PROBLEM — When you copy the listing, reproduce each line as it appears and omit every image.
■ ■ ■ ■ ■ ■ ■
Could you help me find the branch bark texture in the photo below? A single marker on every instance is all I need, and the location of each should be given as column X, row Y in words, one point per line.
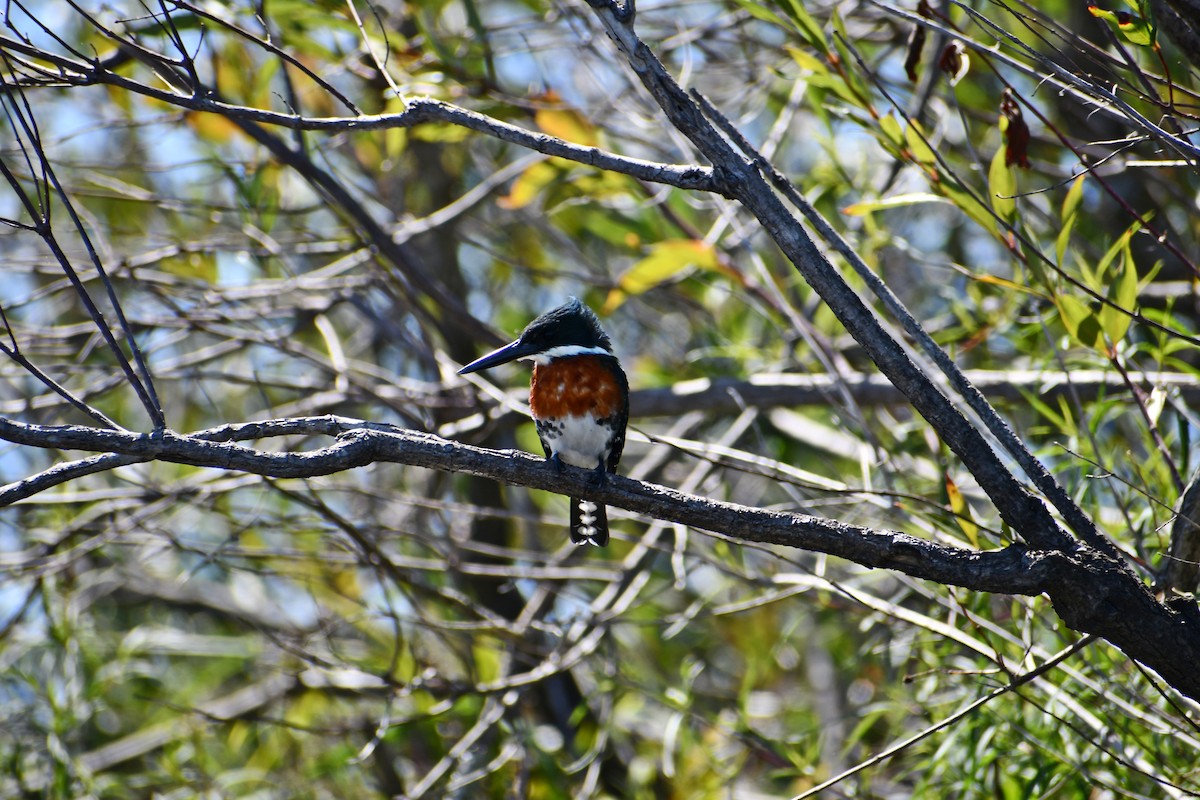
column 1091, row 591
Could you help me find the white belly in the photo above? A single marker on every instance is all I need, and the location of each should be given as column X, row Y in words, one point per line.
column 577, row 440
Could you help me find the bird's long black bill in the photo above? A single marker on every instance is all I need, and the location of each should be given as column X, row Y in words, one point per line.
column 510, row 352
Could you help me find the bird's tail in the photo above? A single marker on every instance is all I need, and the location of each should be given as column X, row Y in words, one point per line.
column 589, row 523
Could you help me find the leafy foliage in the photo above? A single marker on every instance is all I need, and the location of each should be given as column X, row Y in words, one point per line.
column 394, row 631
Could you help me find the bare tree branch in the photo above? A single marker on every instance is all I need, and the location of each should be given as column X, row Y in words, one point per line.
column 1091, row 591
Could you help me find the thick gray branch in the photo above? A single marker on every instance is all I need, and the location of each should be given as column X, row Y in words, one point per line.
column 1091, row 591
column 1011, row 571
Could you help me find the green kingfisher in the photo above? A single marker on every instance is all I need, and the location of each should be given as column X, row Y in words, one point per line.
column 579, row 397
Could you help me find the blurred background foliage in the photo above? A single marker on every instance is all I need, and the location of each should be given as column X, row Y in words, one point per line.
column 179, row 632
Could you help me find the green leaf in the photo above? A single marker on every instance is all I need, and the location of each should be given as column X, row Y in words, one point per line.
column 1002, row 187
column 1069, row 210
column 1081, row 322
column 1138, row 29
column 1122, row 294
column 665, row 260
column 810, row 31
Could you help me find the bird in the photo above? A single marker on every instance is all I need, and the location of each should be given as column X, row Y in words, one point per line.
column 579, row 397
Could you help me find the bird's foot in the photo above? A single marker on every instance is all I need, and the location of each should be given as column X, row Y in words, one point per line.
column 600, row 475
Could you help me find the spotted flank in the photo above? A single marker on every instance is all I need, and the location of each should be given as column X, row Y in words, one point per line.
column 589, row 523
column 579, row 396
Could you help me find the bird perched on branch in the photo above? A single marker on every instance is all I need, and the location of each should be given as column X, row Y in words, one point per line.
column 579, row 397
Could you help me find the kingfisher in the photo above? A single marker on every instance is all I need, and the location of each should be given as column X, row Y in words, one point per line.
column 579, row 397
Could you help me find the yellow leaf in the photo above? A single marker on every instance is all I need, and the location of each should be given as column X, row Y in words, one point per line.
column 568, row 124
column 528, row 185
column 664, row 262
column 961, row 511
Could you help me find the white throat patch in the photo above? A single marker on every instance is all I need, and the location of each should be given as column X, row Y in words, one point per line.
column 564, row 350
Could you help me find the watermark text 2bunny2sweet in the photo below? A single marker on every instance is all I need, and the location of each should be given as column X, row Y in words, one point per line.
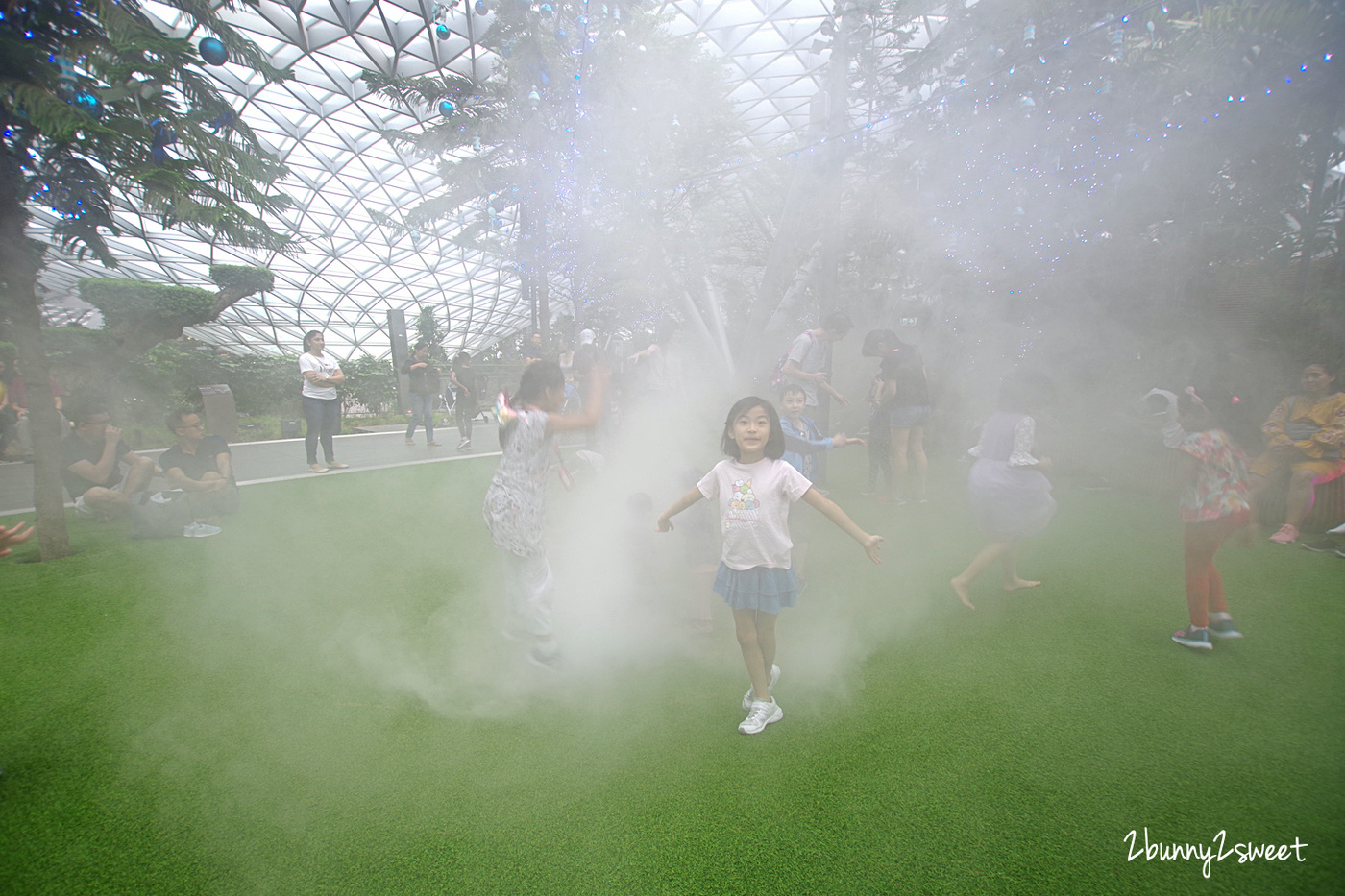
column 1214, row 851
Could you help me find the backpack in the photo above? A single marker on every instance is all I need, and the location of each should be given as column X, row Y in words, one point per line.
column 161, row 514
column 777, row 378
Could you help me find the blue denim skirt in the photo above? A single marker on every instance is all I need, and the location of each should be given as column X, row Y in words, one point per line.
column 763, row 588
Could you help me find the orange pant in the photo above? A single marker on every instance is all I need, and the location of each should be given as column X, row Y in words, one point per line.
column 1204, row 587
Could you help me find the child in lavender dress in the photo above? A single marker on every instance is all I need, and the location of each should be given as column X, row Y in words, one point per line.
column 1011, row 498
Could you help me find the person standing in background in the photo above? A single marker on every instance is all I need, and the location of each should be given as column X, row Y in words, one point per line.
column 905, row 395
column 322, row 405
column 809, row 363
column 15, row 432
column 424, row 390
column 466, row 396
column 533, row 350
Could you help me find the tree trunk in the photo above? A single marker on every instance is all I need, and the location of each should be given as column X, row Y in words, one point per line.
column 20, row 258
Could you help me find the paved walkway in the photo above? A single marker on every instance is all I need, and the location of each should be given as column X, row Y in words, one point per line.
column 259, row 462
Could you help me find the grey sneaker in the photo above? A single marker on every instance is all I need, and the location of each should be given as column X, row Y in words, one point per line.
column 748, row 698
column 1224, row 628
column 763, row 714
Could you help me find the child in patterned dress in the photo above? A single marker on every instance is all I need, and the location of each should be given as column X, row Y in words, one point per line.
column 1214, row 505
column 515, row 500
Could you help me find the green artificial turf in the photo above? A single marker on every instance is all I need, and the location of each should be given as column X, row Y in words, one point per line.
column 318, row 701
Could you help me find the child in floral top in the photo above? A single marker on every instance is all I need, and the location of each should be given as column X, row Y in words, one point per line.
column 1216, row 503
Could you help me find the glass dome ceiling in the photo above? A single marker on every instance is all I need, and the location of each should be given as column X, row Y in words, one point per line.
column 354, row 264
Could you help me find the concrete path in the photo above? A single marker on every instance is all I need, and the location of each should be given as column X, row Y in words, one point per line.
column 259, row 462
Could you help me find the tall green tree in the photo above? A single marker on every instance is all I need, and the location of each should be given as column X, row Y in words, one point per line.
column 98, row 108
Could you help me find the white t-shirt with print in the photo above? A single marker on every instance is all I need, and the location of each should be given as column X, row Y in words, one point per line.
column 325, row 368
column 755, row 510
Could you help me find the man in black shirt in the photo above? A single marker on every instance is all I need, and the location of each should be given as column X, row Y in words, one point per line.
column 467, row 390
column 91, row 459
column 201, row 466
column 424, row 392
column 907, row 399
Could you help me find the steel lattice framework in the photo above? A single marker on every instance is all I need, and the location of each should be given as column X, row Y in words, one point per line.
■ ■ ■ ■ ■ ■ ■
EXERCISE OUTPUT —
Could you help me find the branch bark texture in the photo below? A single marker on every instance is all I need, and the location of each should be given as column X, row Y in words, one point per line.
column 1091, row 591
Could you help me find the white belly in the photo above? A single marker on every instance is all I need, and the location of each should be given as column X, row Y in words, one point per line.
column 577, row 440
Could you help me find the bird's long black bill in the photo above? A single marker on every instance is all I need, and the location of each should be given as column X, row Y in words, one point per line.
column 510, row 352
Could you help me find the bird's tail in the photo above? A single marker on every instance is all I need, and the location of each should be given as column X, row Y in words, one point per line.
column 589, row 523
Could you help me find the leafy foliage in the photo above? A single marker on every instance is all I need, and the location of each should be given as column X, row Y in words, one point per line.
column 394, row 631
Could you help me find the bare tree branch in the photo above? A single marker on every instance is all I need, and the location of each should be given as column X, row Y in words, one point per line.
column 1091, row 591
Could you help me find the thick gray branch in the photo above? A single marker on every instance is all I need, and the location of each should be given as column X, row Y in words, one point per line.
column 1091, row 591
column 1011, row 571
Could you help me find the green kingfisher in the photo above? A single marker on every instance is all I need, and the location of each should be given as column X, row Y in words, one point per line.
column 579, row 397
Could you help me find the blurred background foliage in the photo above? A single marker on every instance is all I need, and the location of each should be given as column X, row Y in words, one point per line.
column 179, row 632
Could you help me find the green leaf in the photo above? A single marker on every instance is all I need, and the location of each should be given as column X, row Y in words, one point per line.
column 1002, row 187
column 1069, row 210
column 1081, row 322
column 1138, row 29
column 1122, row 294
column 665, row 260
column 810, row 31
Could you help me find the bird in the photo above? A single marker on every instance is all I need, and the location of each should be given as column X, row Y in words, one point per line.
column 579, row 397
Could you help me find the bird's foot in the photo above? A single marker on every instance is all I need, and the location of each should be given as column X, row Y in words, one point per line.
column 600, row 475
Could you help me find the spotted flank in the photo above? A single marker on every instance is all I need, and the location of each should be given as column X, row Y in words, one point per line.
column 589, row 523
column 579, row 396
Could you help me find the bird perched on branch in the photo above? A single marker on every instance is all I need, and the location of each should be given as column X, row Y in words, one point per line.
column 579, row 397
Could you help me find the kingfisher in the photo above? A single marker on every instance is all I need, and the location of each should be given as column X, row Y in words, one point per line.
column 579, row 397
Could you help me find the yellow leaf in the photo above? A single marker on every instance is all I need, and the location of each should be given as column X, row Y in words, one point per line.
column 568, row 124
column 528, row 185
column 664, row 262
column 961, row 511
Could you help me find the white throat patch in the photo above? A single marker on every instance is all I need, and the location of each should be given as column X, row Y in words, one point per line.
column 564, row 350
Could you help me find the watermark text 2bunny2sweet in the photo below? A single marker on every instance is all I need, and the location of each should be given as column X, row Y in words, one point per line.
column 1214, row 851
Could you help me find the backpack in the photo above? A single marker on every instance is all I need, and the location of each should be given as column X, row Y in words, one point per line.
column 161, row 514
column 777, row 378
Could you help me find the blue denim skirt in the photo above? A single marker on every instance is all I need, and the location of each should be given as column X, row Y in words, one point per line.
column 763, row 588
Could you help me find the orange pant in the photo above? A single marker on every instance is all I need, and the location of each should be given as column X, row Y in words, one point per line.
column 1204, row 587
Could you help me find the child in lavender dress in the photo above? A single marker on every instance is all I need, and the location of each should be given as column X, row Y in words, one point per line.
column 1011, row 498
Could you help me find the person standing in background in the photo above? A single marker on every instance is all I need, and the location of each should be given as column X, row Y in words, one point per line.
column 905, row 395
column 322, row 405
column 809, row 363
column 15, row 432
column 424, row 390
column 466, row 396
column 533, row 350
Could you help me find the tree trunk in the photo above? A single marker on every instance is all I need, and the location of each should be given as column X, row Y in words, one point per line.
column 20, row 258
Could you help me find the paved walkway in the photo above? A single marker on every instance is all I need, and the location of each should be given as column X, row Y in words, one point per line.
column 259, row 462
Could you help me find the grey sneaker in the photo above? A single marker on every instance is all I need, and the location of each should be given as column X, row Y in words, one point per line.
column 748, row 698
column 1224, row 628
column 763, row 714
Could you help me find the child in patterned dress in the photo above? A single marker on every instance is all I need, and the location of each should be given as column X, row Y in words, one point per line.
column 1214, row 505
column 515, row 500
Could you help me find the green artificial turf in the photo above? A single marker on every instance is all I need, and the location of each should be given as column X, row Y in words, one point per line.
column 318, row 701
Could you help me find the child in floral top in the photo above? A single marker on every instance is all I need, and the location of each should be given as column X, row Y in words, one point per line.
column 1216, row 503
Could you help me find the glass dome ceiling in the photo above? A single marker on every instance is all I need, and the location of each should be given as column X, row Y in words, one point per line.
column 354, row 264
Could you help me find the concrete path in the photo above? A single marker on every instance is all I need, and the location of each should be given as column X, row Y in words, one point per line.
column 259, row 462
Could you help me find the tall green tree in the photo above? A single marker on every instance is all I need, and the location of each should be given as column X, row Y in words, one point per line.
column 98, row 108
Could you help me find the white t-shirt with print in the photo above? A single marker on every instance is all I need, and the location of each should be given as column X, row Y in words, one point per line.
column 325, row 368
column 755, row 510
Could you help me find the man in black shirt in the photo above? A single marker on every instance is all I need, and the location of each should be given as column X, row Y in words, one point per line.
column 467, row 390
column 91, row 459
column 201, row 466
column 424, row 392
column 907, row 399
Could you help me find the steel lattice framework in the photo above? A single marker on every instance is all I need, and the location of each should be given as column X, row Y in words, one point per line.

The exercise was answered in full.